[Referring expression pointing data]
-=-=-=-=-
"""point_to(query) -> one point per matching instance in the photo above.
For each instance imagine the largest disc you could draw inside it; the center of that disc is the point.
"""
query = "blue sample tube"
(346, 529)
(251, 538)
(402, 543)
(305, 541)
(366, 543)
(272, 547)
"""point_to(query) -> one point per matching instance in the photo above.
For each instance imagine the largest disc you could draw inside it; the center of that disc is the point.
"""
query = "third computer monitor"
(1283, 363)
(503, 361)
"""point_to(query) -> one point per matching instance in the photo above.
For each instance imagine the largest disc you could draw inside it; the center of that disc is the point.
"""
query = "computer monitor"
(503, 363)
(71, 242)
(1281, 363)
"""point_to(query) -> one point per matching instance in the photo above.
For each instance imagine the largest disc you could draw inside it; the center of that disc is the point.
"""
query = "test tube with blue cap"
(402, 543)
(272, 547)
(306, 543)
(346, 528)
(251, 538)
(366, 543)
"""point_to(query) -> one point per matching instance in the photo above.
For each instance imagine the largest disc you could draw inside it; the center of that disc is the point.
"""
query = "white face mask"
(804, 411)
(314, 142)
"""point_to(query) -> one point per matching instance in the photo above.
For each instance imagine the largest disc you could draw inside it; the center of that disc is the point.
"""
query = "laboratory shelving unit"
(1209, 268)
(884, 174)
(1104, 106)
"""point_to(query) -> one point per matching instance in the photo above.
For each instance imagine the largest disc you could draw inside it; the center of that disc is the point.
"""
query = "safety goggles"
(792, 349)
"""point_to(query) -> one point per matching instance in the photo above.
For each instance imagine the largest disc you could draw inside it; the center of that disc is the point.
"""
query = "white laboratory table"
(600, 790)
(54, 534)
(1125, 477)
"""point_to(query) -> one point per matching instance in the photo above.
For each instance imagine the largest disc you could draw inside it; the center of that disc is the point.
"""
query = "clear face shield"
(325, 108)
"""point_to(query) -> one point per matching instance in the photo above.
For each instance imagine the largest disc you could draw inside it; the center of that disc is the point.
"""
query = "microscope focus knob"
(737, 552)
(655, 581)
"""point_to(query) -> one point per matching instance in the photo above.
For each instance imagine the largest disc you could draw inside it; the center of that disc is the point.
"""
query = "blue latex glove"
-=-=-=-=-
WHAT IS EXPECTED: Repeat what the records above say. Use their exact words.

OUTPUT OF THE EXERCISE:
"""point_to(query) -> one point per matching instance in the photo above.
For each instance imagine the largest disc you could draw inside it; the center of that disc is the point.
"""
query = "blue sample tube"
(346, 529)
(251, 538)
(402, 543)
(305, 541)
(366, 543)
(272, 547)
"""point_to(query) -> one point per matching instance in the photo above.
For each instance imagine the largest disc you could draw inside it; the center of that disc is the point.
"""
query = "third computer monitor"
(1283, 363)
(503, 361)
"""point_to(query) -> one point per matching instance in the photo above.
For each instance imagine the largest disc you could draw inside it; the center of that disc is the point.
"""
query = "computer monitor"
(503, 363)
(71, 242)
(1281, 363)
"""point_to(query) -> one point per matching instance in the photo above.
For each instance imagine the largest disc you could draw inside it; the center of that disc is the point.
"""
query = "test tube with blue cap"
(402, 543)
(272, 547)
(306, 543)
(346, 528)
(251, 538)
(366, 543)
"""point_to(query) -> one point per matching instance in the photo above.
For each instance imagine the largest disc you could draw inside it; the center of that disc is the point.
"""
query = "white face mask"
(804, 411)
(314, 142)
"""point_to(query) -> one point per matching instance in the photo above.
For each instance imagine the largest disc you could draw inside it; the center of that disc is the point.
"""
query = "laboratory shelving unit"
(1209, 268)
(884, 174)
(1104, 106)
"""point_to(query) -> one point per matching instance in the photo above.
For each instance imagine the largest disc you could draw inside it; the center of that disc is the point.
"""
query = "safety goggles"
(792, 349)
"""point_to(query) -> one point per matching instance in the photo above.
For each instance imagine the largest disc you could draw inside it; the center of that disc is the point.
"""
query = "white laboratory table"
(600, 790)
(54, 534)
(1125, 477)
"""point_to(query) -> one point per matching instance in the photo above.
For each instance imagine the largest disc you could draw inside it; the center of that disc is the point.
"""
query = "clear face shield"
(325, 108)
"""point_to(query) -> one point per matching instance in the photo above.
For each instance imagine the largest disc you could draw inside it; the center of that disc is the point.
"""
query = "microscope focus knob"
(737, 552)
(655, 581)
"""point_to(query) -> one point per matching instance in the photo above.
For each instance imagine the largest disc you could draw inside it; the center of that disc is the point.
"""
query = "blue latex glove"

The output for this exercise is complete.